PROBLEMS
a – In the Wheelmap.org article, how many public locations worldwide does the site list with wheelchair accessibility information?
b – Pick up the Wheelmap.org article after its final sentence and carry it forward.

TEXT EXCERPT
• • • • •
BERLIN — When wheelchair-bound Raul Krauthausen was 15 years old, he informed his mother that he was not going to college. “Well, you can’t become a construction worker,” she replied.
“Three days later it was clear to me that I was going to college,” he said.
Another 15 years on, his non-profit organization Sozialhelden (“social heroes”) was tapped by Google for the group's crowd-sourced project Wheelmap.org to be featured in a German TV spot for Chrome.
“That's when I realized things had gotten bigger than I could have ever imagined,” Krauthausen recalled.
Wheelmap.org was the first web-based social project from Sozialhelden and now lists wheelchair accessibility for more than 200,000 public locations worldwide with some 200 new entries everyday. Krauthausen gave a talk on the project at TEDxBerlin in late 2010, and Sozialhelden has won multiple national awards for its numerous other offline projects.
"In the case of Wheelmap, we wanted those affected to tell us where they want to go and what they want to do, rather than the other way around," Krauthausen said.
• • • • •
[Dataset rows showing where objects appear]
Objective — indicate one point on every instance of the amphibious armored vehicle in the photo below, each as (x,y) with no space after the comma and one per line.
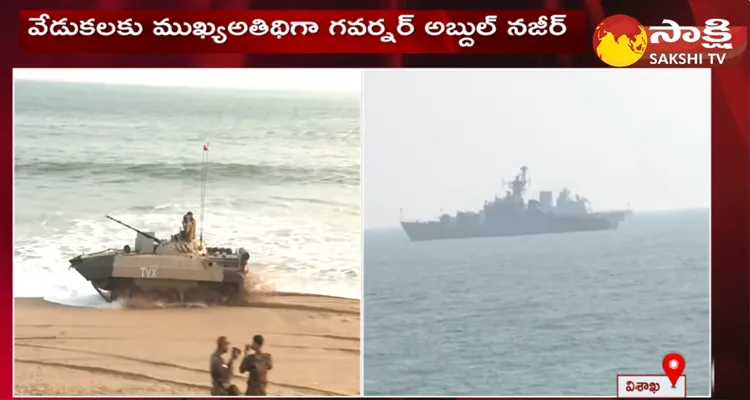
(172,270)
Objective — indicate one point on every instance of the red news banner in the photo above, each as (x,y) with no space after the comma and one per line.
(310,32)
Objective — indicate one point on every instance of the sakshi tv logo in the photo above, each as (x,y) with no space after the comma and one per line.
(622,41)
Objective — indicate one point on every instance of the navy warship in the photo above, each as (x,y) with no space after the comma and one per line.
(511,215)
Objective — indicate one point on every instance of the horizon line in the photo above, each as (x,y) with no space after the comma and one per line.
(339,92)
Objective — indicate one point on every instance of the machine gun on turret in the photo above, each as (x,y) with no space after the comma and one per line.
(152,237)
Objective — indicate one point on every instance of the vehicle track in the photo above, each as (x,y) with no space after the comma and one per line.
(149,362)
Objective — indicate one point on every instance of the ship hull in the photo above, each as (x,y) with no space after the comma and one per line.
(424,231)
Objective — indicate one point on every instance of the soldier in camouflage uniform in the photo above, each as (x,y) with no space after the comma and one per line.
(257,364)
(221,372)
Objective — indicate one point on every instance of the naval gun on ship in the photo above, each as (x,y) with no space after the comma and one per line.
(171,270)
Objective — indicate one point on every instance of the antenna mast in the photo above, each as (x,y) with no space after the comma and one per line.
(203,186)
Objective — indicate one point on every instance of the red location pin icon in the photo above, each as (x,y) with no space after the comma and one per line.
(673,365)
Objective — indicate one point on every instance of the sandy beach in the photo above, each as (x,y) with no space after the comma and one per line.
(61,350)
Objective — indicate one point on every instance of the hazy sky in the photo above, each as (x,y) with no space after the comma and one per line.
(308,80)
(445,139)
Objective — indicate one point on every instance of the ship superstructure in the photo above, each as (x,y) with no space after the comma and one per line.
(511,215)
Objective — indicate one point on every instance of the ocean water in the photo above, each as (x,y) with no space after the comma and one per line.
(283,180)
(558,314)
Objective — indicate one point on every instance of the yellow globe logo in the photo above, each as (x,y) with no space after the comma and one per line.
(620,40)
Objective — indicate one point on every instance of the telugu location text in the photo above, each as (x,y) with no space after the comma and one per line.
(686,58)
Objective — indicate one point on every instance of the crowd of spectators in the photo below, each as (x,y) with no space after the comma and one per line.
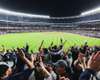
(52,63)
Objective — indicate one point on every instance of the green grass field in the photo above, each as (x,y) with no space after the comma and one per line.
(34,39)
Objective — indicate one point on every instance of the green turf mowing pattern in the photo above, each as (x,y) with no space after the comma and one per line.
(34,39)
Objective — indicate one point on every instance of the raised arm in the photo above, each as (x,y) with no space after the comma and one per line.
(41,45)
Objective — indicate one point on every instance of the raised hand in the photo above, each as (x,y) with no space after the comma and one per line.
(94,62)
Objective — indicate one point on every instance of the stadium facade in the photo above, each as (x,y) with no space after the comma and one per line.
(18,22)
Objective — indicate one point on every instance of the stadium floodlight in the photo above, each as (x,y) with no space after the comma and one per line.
• • • • •
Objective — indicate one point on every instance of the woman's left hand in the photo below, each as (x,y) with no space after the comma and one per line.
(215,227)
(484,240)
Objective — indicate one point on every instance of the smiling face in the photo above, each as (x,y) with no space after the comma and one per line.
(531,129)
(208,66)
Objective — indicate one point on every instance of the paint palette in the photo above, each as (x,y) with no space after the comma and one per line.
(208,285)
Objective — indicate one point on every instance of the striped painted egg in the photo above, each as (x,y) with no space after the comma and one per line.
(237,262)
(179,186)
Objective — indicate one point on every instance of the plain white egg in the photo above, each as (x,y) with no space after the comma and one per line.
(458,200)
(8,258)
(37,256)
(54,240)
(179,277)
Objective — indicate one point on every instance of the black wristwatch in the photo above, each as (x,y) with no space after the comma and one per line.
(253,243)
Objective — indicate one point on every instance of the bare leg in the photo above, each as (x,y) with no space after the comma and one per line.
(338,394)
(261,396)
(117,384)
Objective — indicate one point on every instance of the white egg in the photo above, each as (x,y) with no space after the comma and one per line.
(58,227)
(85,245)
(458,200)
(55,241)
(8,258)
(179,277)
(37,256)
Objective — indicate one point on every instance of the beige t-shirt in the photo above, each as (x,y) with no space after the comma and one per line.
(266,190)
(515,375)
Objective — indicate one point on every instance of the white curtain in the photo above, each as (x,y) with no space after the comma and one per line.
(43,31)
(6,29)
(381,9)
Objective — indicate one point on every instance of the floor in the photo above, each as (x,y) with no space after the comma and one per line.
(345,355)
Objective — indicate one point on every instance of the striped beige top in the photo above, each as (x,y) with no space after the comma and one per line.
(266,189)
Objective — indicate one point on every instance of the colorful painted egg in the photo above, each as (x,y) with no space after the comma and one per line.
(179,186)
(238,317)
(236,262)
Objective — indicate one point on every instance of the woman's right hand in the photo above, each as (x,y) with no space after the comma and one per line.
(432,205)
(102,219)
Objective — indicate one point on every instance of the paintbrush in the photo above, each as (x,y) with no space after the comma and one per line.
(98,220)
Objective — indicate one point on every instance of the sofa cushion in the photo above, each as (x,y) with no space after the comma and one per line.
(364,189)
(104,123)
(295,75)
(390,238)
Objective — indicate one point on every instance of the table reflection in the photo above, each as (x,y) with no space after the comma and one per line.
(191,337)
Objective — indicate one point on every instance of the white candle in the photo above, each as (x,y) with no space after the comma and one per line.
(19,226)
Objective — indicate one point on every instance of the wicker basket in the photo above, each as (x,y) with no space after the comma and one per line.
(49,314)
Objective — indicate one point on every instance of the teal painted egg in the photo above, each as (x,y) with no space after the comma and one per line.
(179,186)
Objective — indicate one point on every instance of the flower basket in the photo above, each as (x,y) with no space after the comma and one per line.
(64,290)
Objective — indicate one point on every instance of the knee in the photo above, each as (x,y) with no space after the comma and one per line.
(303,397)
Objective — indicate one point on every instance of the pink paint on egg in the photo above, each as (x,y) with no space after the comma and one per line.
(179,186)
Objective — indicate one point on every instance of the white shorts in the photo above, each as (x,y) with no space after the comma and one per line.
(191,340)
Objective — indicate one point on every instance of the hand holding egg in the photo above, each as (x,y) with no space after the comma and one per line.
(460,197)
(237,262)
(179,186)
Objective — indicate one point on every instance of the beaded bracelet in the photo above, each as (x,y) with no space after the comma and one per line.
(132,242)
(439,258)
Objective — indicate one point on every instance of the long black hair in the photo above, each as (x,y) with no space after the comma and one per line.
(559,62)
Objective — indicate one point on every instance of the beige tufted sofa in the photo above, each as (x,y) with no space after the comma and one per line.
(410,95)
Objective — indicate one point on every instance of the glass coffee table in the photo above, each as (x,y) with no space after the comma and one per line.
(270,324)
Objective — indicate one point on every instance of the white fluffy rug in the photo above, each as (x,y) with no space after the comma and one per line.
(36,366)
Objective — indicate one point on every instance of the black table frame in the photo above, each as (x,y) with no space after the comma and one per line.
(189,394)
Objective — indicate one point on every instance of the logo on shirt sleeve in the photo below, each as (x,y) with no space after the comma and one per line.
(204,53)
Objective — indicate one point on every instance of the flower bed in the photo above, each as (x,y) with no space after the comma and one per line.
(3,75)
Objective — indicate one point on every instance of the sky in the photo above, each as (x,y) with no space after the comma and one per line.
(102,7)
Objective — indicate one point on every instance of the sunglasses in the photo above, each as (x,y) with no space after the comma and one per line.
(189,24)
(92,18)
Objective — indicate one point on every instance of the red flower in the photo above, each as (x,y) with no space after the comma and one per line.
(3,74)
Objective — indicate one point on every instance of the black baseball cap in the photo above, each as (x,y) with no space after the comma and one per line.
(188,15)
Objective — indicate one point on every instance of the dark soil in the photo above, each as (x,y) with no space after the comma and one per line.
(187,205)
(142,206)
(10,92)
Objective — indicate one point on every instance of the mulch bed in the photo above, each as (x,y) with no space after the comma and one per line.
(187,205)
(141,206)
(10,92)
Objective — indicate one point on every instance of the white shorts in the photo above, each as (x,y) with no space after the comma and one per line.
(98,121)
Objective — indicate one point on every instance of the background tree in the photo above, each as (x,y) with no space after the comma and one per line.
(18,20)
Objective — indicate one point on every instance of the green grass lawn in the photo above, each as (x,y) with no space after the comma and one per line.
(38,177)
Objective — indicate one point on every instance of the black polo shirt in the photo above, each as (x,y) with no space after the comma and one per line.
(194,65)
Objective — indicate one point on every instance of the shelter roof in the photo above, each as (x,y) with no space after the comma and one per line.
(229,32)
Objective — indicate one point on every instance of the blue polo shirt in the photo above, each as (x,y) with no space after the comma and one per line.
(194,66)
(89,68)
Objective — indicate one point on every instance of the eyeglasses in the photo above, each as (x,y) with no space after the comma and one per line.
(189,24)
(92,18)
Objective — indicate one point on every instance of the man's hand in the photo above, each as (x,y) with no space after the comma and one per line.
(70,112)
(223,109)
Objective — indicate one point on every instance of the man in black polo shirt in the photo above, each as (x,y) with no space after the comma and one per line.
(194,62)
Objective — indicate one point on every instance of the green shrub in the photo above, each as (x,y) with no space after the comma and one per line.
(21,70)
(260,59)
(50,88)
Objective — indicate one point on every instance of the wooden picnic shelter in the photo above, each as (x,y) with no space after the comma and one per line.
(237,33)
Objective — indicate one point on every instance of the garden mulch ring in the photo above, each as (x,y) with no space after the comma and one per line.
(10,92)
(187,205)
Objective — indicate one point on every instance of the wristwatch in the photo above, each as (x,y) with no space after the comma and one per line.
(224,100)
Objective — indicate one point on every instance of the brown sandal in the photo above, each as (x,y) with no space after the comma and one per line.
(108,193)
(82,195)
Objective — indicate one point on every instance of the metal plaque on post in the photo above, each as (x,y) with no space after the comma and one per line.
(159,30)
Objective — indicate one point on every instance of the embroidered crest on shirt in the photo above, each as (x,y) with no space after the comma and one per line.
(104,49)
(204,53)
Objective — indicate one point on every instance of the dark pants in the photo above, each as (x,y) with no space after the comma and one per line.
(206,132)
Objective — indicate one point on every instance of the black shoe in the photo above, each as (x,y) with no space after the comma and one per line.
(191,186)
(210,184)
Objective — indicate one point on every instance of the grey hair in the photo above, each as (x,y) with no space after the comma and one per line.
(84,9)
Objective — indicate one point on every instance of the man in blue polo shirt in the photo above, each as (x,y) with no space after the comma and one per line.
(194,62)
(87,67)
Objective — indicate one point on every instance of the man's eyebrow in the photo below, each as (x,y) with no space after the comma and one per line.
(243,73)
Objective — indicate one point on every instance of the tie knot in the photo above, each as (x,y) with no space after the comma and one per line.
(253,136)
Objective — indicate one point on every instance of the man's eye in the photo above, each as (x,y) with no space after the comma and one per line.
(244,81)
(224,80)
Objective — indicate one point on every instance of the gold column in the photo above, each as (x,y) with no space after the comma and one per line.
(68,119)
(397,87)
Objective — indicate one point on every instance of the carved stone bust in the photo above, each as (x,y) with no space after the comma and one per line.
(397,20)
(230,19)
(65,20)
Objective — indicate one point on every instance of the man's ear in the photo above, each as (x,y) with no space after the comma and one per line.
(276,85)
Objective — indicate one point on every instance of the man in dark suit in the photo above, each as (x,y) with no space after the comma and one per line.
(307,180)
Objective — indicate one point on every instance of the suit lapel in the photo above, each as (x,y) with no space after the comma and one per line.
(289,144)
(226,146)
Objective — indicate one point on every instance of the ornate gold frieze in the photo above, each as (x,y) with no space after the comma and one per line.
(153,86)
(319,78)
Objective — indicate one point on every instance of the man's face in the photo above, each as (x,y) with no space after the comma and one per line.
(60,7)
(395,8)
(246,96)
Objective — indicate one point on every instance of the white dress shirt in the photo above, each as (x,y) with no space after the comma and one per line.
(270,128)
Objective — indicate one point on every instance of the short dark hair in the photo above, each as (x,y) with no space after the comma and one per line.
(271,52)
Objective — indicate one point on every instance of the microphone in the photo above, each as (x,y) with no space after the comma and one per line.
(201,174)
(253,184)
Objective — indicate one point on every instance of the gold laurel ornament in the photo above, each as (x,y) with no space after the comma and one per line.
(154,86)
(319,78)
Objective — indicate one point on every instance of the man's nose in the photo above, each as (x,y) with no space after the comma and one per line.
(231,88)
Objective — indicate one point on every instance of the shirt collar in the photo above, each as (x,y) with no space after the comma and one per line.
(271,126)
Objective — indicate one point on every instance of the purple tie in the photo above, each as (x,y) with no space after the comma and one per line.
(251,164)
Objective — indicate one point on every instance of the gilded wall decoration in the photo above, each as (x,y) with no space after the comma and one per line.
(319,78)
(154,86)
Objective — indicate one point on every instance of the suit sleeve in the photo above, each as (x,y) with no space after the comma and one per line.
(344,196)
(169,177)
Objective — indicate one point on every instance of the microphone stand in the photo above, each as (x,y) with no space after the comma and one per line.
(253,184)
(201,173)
• • • • •
TASK-BY-TASK RESULTS
a – More than 200,000.

b –
In the seven years since he and his cousin Jan founded Sozialhelden, local projects such as Pfandtastisch Helfen — a system for grocery shoppers to easily donate their bottle deposits to charitable causes — have proven widely successful, generating as much as 100,000 EUR in a year.
But in a country where B-corporations do not yet exist, students with disabilities are educated mostly in special schools, and few public buildings are wheelchair accessible, Raul Krauthausen's work is an uphill battle.
“In terms of accessibility, everyone is jealous of the U.S.,” he said, noting legislation such as the Americans with Disabilities Act of 1990, which mandates wheelchair accessibility among other things for all public establishments in the U.S..
In Germany, it’s common for people in wheelchairs to be denied access to places like the TV tower or a movie theatre because the only available wheelchair spot is occupied, he explained. Fire code or historical preservation laws are often cited as reasons buildings cannot be altered to accommodate those on wheels, including anyone using strollers or walkers.
It's no secret that Germany is one of the least integrated countries in the E.U. with respect to people with disabilities - despite new E.U. laws to the contrary. But many say they anticipate decades of inaction before a general attitude of complacency on the issue can be overturned.
“It’s not meant in a mean way,” Krauthausen said. “The subject is just so underdeveloped here, that many people think they can't do anything about it."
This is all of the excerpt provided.